- **Given request**
Quote, word for word, only the lines running from the line with "this sample: (258,212)." through the end of the listing. Leave out the pictures.

- **Data supplied**
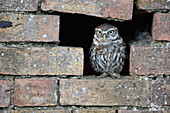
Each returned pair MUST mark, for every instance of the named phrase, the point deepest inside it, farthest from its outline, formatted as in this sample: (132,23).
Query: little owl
(107,52)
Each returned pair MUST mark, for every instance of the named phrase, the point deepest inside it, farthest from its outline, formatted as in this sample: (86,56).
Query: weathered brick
(149,60)
(160,92)
(41,61)
(33,28)
(18,5)
(130,111)
(94,111)
(119,9)
(153,4)
(5,87)
(35,92)
(34,111)
(161,27)
(104,92)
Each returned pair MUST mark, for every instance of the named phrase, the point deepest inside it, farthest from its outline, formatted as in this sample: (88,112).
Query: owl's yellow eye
(99,32)
(111,32)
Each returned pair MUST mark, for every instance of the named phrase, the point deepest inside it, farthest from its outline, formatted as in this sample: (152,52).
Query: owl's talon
(115,75)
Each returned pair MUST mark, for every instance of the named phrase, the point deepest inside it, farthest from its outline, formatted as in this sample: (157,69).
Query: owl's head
(106,32)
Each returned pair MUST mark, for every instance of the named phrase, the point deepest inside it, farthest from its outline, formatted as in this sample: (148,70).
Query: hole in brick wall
(78,30)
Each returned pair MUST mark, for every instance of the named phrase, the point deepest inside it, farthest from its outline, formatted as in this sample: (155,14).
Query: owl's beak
(104,36)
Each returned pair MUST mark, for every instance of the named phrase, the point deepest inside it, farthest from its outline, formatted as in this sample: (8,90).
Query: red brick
(153,4)
(94,111)
(160,92)
(119,9)
(130,111)
(103,92)
(149,60)
(34,111)
(161,27)
(41,61)
(5,87)
(30,28)
(18,5)
(35,92)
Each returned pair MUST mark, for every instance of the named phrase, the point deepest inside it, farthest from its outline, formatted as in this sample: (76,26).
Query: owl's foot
(103,75)
(115,75)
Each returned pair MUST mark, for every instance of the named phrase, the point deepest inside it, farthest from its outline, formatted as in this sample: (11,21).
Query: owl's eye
(111,32)
(99,32)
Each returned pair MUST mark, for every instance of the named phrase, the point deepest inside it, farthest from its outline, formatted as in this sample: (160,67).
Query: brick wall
(44,66)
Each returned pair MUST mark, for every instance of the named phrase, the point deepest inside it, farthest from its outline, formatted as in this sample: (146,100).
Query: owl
(107,52)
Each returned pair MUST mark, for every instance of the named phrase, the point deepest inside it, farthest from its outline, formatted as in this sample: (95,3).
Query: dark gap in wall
(77,30)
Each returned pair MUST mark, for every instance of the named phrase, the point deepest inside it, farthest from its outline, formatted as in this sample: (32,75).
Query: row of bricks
(45,28)
(85,92)
(120,9)
(144,60)
(81,111)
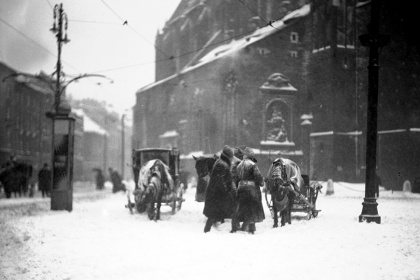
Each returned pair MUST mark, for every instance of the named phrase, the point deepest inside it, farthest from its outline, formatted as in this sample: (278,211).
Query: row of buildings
(287,78)
(25,130)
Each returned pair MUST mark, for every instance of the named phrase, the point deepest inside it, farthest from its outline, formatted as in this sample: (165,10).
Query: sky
(101,240)
(100,43)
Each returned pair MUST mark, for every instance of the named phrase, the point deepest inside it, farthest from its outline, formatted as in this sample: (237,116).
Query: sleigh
(172,195)
(305,201)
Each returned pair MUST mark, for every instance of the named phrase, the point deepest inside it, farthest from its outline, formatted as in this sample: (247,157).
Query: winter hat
(227,151)
(249,153)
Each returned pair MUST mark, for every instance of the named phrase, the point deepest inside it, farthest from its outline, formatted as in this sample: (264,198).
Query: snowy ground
(99,239)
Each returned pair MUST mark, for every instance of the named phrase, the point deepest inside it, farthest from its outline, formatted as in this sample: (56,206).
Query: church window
(277,122)
(294,37)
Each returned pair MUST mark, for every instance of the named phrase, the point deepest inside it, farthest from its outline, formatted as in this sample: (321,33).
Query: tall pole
(122,145)
(60,18)
(374,41)
(63,129)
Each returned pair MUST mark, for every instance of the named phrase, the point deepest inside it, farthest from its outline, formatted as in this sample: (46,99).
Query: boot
(209,223)
(252,228)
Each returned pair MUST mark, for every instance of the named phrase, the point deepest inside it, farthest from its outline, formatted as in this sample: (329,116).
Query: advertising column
(62,175)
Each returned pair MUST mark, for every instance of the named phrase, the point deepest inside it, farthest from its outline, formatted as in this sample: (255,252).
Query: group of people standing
(234,191)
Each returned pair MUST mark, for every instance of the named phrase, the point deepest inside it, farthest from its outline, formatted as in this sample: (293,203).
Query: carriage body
(170,157)
(310,192)
(285,173)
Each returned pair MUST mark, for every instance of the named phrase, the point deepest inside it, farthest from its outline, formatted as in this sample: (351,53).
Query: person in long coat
(220,202)
(249,180)
(100,179)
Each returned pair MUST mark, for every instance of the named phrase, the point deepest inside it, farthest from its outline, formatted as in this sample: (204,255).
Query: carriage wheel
(173,203)
(315,212)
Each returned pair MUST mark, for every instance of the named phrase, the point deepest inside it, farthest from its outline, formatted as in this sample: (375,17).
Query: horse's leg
(276,217)
(159,203)
(209,223)
(283,215)
(289,209)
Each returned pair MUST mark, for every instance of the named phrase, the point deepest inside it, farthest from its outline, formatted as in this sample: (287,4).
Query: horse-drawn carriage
(156,177)
(290,191)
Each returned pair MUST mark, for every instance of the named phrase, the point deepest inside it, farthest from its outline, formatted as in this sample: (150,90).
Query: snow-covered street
(99,239)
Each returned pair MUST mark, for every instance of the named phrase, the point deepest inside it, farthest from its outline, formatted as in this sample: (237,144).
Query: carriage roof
(170,157)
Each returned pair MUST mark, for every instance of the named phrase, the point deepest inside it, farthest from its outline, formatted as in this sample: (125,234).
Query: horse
(155,183)
(284,182)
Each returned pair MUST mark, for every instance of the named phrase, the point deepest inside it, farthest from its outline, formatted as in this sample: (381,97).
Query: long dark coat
(249,196)
(44,179)
(220,196)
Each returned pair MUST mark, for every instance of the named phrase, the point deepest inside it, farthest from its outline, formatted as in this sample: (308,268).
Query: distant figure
(100,179)
(116,180)
(44,180)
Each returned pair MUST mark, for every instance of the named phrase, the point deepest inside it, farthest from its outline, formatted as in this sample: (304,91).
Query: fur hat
(227,151)
(249,153)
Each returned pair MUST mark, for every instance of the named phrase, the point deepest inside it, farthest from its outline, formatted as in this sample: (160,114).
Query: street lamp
(374,41)
(62,123)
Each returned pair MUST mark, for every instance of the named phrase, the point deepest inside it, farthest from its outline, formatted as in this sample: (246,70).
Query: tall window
(277,118)
(345,27)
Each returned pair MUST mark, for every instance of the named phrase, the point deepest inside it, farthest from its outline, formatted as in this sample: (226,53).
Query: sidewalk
(81,191)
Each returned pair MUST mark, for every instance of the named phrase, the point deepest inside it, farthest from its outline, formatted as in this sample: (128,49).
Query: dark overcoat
(249,197)
(220,196)
(44,179)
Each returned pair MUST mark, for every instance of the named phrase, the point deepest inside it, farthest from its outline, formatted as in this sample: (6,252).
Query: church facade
(287,78)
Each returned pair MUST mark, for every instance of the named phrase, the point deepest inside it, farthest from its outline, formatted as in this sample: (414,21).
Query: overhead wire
(125,22)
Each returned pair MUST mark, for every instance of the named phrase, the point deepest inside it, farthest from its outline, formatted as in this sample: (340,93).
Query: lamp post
(62,123)
(374,41)
(122,144)
(60,29)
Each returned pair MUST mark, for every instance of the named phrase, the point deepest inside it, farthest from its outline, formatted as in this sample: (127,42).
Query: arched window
(277,121)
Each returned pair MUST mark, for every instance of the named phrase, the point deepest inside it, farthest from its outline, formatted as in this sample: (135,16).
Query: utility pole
(122,144)
(374,41)
(60,18)
(62,129)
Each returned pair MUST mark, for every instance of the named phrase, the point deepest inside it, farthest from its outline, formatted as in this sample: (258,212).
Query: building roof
(237,45)
(89,125)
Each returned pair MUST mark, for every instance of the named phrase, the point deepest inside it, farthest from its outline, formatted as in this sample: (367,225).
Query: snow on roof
(170,133)
(276,143)
(236,45)
(256,36)
(89,125)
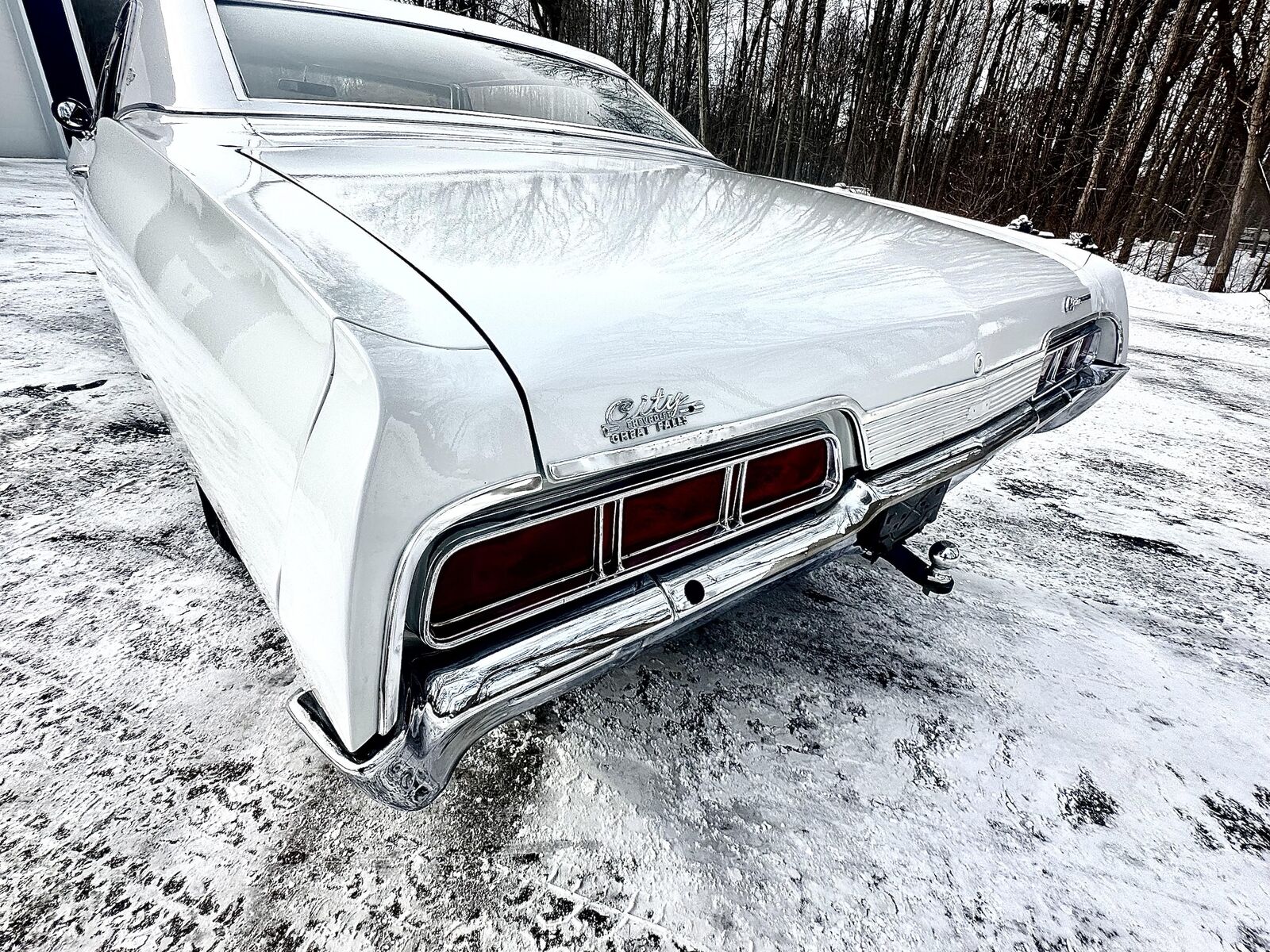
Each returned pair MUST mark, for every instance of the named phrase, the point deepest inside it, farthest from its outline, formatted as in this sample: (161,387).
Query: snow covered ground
(1071,752)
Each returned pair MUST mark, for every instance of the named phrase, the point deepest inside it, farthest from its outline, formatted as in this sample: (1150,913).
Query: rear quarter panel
(235,346)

- **Solution to the exercise**
Each returned pair MUST mark, for every instance of the named phrase, the point deepest inside it, farthest from its outline, formatted as in this sample: (258,212).
Query: building roof
(237,45)
(89,125)
Each returned pair MUST mark, for every instance of the named phrase, the point deepest inside it, farthest from its outline, formatted as in this sample: (367,225).
Query: snow on roof
(170,133)
(276,143)
(236,45)
(256,36)
(89,125)
Each returned pair MUST mark, for every instance of the named phrase, the point deepest inside it, farthest from its outline, formatted as in this sample: (161,387).
Query: snow covered ground
(1071,752)
Each returned pair MUST mark, for every instance of the named phrase, the point deepest inside it, farthest from its outline, formatted as in this sample: (1150,913).
Query: rear quarter panel
(235,346)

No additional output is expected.